A block of data:

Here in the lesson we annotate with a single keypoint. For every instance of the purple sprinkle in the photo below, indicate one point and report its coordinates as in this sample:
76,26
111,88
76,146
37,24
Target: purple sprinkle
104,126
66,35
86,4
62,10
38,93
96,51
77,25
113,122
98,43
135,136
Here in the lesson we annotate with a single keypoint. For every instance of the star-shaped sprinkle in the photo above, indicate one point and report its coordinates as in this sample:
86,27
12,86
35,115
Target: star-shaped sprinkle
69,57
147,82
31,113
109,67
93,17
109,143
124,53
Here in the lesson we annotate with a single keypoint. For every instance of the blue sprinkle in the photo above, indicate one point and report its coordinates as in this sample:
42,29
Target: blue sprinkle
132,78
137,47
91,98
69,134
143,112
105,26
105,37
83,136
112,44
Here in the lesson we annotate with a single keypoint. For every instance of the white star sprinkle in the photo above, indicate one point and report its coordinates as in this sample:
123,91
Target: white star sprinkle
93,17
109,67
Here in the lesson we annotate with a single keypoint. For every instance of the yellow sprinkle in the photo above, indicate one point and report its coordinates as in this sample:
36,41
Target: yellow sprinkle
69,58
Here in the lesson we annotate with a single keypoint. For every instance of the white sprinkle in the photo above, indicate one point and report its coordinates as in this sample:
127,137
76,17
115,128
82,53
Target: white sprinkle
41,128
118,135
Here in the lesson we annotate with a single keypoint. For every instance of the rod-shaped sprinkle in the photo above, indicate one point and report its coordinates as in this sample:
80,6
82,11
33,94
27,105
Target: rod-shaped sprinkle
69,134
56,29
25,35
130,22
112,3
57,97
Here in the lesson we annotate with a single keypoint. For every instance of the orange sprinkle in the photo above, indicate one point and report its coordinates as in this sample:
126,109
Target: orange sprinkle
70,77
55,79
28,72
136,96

...

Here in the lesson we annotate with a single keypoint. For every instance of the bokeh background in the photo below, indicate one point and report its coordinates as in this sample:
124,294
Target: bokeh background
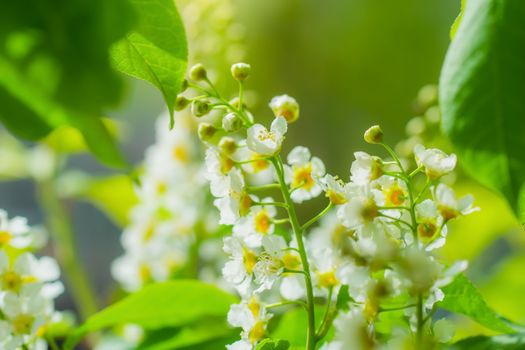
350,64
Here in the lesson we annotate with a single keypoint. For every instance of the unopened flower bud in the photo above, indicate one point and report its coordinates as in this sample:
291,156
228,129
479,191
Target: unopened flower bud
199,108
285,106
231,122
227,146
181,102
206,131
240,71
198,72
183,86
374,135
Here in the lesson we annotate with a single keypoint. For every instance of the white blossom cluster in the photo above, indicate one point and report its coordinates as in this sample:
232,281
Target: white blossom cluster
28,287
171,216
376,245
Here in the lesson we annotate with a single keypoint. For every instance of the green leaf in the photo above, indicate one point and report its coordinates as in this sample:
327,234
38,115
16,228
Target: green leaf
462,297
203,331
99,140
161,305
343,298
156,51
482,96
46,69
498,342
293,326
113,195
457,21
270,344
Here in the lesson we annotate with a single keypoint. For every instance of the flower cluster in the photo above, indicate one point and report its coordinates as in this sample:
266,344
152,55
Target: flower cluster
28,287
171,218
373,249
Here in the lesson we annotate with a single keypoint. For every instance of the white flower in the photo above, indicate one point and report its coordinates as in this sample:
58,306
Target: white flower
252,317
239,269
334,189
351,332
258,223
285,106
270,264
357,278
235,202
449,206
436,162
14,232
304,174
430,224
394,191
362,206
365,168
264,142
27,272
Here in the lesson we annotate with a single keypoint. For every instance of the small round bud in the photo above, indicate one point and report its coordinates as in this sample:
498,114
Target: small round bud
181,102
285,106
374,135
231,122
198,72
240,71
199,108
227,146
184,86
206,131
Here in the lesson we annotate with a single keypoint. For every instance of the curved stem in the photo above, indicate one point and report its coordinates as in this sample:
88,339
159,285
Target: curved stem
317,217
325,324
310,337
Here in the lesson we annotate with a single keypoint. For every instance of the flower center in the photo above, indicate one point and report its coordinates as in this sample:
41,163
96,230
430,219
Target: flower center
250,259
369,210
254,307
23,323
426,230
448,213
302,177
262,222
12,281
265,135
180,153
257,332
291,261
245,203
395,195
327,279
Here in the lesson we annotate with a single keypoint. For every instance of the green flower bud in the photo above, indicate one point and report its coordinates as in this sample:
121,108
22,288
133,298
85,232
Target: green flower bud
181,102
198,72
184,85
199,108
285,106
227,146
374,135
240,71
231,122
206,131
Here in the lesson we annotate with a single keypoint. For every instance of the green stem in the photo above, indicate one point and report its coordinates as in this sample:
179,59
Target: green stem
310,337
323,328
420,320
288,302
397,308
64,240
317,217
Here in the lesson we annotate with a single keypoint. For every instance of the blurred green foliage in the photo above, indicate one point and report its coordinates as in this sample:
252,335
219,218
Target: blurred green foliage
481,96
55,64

==

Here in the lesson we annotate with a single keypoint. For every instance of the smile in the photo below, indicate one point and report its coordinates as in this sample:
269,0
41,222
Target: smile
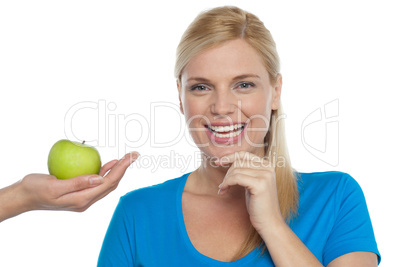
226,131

:: What is expected ::
Count the lines in the data above that contain the word "flower", with case counting, and give only the number.

:: Answer in full ::
10